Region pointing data
Content starts

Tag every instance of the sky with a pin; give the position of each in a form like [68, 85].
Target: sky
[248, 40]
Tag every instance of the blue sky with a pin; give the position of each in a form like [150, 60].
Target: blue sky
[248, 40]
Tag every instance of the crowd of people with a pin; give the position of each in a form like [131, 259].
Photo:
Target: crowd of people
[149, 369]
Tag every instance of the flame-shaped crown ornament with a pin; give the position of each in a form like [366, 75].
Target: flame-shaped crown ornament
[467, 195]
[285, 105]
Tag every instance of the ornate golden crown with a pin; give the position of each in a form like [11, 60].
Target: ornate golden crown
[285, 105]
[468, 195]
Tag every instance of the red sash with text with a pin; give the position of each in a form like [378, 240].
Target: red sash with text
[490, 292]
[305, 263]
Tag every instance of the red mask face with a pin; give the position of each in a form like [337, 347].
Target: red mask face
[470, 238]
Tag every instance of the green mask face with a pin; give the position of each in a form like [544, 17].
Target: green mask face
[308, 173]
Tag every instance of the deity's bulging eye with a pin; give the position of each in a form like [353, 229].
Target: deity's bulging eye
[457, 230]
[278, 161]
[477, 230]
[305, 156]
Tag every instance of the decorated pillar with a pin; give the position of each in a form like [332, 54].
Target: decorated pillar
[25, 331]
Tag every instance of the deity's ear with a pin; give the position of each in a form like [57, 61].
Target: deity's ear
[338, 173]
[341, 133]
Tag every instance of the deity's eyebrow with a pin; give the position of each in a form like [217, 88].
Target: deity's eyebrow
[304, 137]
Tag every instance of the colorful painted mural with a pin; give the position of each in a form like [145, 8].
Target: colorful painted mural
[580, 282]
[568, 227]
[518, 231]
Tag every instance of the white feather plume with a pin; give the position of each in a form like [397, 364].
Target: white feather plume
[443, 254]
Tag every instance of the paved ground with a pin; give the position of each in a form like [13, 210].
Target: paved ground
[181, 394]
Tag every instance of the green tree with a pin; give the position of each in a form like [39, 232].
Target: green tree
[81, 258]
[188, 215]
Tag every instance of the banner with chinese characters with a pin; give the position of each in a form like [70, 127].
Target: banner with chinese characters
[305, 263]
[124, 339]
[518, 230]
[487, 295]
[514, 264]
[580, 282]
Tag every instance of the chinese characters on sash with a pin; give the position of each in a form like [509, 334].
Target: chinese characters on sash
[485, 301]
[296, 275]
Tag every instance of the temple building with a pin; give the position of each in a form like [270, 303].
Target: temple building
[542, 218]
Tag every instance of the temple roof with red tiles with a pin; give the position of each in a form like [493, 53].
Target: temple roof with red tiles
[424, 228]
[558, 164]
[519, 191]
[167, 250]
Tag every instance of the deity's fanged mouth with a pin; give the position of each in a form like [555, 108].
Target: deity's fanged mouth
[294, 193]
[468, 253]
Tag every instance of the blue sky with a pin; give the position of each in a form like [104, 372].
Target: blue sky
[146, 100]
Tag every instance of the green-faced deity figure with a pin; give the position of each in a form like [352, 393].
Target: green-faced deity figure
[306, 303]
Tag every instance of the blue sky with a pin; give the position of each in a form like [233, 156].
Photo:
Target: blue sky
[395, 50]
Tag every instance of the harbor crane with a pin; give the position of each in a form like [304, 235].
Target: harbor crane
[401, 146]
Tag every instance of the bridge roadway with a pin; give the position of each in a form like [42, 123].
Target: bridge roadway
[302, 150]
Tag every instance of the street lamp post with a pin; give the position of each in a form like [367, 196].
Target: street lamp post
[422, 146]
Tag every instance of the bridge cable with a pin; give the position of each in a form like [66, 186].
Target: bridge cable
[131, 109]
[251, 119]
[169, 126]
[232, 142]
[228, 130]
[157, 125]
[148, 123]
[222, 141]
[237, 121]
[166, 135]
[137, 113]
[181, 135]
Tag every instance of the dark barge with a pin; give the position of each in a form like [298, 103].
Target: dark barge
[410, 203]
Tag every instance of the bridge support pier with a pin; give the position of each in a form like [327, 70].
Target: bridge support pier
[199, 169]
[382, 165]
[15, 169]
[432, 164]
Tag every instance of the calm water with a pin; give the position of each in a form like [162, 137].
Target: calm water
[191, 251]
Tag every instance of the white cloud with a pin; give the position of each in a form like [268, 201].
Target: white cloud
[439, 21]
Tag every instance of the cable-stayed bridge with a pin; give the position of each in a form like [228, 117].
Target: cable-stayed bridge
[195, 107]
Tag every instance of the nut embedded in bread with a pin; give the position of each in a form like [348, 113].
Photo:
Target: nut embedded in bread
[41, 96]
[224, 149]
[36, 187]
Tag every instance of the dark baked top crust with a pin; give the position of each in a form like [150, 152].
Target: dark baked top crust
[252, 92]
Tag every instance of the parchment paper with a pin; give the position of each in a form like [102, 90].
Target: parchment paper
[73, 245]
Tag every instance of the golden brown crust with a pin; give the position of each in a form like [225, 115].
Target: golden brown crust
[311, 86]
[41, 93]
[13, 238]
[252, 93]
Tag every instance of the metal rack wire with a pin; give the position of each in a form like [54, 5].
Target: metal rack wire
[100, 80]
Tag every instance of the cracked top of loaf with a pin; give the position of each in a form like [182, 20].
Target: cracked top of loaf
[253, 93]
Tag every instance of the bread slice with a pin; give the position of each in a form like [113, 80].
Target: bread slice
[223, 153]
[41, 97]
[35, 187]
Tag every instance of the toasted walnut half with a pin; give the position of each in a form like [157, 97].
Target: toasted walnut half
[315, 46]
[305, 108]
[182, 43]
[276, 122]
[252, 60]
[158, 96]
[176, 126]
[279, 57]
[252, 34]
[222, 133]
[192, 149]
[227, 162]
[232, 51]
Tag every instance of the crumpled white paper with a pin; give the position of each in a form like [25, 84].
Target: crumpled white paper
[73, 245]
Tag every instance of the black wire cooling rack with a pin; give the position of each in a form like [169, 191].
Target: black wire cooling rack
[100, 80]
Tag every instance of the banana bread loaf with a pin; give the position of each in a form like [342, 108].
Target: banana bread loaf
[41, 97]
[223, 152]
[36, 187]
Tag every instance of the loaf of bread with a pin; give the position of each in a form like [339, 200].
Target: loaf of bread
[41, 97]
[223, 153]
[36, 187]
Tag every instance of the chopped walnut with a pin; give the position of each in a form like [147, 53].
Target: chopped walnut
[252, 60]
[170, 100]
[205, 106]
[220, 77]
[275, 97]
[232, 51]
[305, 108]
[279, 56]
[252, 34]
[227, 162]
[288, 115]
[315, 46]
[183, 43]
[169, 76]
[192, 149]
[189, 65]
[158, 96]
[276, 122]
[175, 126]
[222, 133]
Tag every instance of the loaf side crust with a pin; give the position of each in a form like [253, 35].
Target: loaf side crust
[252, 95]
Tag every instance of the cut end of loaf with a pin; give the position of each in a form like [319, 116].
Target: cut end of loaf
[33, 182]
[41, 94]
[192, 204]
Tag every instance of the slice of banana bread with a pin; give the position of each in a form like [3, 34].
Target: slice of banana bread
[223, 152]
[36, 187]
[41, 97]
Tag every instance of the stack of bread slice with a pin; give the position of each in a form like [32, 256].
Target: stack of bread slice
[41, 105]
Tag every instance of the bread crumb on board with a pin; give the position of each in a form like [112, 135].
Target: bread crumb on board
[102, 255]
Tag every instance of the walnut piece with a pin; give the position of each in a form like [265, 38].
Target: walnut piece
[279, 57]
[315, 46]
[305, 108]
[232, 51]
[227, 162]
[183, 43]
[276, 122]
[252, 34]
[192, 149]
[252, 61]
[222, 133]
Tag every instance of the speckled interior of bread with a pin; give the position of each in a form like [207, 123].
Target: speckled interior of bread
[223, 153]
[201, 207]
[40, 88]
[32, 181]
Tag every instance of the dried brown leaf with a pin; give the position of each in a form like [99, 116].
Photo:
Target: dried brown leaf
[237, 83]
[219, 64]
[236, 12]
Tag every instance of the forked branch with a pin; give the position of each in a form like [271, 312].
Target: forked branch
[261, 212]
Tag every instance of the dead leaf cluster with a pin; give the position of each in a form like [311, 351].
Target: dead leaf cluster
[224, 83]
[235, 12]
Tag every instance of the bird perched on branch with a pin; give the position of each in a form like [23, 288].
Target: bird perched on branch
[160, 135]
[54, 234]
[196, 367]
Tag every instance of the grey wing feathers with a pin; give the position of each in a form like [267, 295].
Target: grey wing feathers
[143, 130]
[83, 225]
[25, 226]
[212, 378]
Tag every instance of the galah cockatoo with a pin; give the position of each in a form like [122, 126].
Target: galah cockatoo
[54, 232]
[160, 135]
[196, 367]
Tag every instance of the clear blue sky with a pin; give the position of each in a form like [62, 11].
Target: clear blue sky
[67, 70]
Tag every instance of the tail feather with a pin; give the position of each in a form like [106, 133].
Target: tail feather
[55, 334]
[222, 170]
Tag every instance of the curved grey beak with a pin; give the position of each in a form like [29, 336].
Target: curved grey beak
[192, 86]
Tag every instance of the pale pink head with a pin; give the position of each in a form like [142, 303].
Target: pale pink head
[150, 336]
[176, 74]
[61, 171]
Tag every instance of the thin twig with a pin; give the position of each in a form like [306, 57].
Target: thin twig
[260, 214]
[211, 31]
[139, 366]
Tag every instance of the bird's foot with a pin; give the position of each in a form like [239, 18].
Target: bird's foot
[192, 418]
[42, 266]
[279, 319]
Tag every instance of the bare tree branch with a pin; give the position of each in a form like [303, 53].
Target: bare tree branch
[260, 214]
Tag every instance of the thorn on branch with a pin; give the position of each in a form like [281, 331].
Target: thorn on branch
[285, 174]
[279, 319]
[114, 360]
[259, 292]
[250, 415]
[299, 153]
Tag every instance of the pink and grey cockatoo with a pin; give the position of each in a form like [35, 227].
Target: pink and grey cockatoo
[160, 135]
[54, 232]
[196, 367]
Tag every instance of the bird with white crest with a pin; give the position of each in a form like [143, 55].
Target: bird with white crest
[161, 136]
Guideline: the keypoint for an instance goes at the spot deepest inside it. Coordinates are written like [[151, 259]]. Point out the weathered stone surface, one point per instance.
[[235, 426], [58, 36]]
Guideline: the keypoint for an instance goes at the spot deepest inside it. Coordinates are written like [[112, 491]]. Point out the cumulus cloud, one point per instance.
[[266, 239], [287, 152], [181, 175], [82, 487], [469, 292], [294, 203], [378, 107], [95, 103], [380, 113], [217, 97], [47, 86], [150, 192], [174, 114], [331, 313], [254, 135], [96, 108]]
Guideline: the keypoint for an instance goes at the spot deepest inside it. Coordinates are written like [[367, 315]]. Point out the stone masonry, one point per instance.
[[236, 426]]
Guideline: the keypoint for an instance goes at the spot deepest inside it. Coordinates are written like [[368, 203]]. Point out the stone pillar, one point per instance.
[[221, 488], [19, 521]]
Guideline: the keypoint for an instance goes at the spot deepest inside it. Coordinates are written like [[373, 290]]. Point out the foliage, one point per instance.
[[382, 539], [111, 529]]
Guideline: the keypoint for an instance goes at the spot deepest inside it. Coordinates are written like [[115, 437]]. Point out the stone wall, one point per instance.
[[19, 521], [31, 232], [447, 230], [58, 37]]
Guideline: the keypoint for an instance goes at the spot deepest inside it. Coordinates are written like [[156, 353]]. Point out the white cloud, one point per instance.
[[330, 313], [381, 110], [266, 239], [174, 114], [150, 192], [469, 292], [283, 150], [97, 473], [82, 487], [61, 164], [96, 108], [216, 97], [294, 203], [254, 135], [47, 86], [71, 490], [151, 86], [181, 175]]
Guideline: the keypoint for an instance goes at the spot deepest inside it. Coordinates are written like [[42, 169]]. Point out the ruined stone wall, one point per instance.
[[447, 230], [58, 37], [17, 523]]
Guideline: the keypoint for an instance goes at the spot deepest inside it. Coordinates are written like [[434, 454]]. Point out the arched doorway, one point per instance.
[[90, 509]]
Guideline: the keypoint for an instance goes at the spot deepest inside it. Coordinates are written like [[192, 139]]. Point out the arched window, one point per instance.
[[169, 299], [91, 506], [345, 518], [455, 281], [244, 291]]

Content ends

WHAT IS NEEDED:
Transcribe the lines above between the line holding "like [150, 60]." and the line holding "Tag every instance of the red mask", inclusive, exactly as they stand and with nothing added.

PROBLEM SOLUTION:
Tag every instance of the blue sky with a pin; give the position of each in a form like [150, 60].
Target: blue sky
[248, 40]
Tag every instance of the crowd of people with a pin; give the position of each in a form like [131, 259].
Photo:
Target: crowd of people
[149, 369]
Tag every instance of the flame-shaped crown ornament with a pin; give the position of each in a form like [366, 75].
Target: flame-shaped crown ornament
[467, 195]
[285, 105]
Tag every instance of the ornate golden crown with a pin; give the position of each in a form like [11, 60].
Target: ornate golden crown
[285, 105]
[468, 195]
Tag every instance of the red sash with text with a pin; give the position of each in a form like [378, 240].
Target: red sash with text
[490, 292]
[305, 263]
Tag every instance of the red mask face with a pin; give the position of each in a form like [337, 347].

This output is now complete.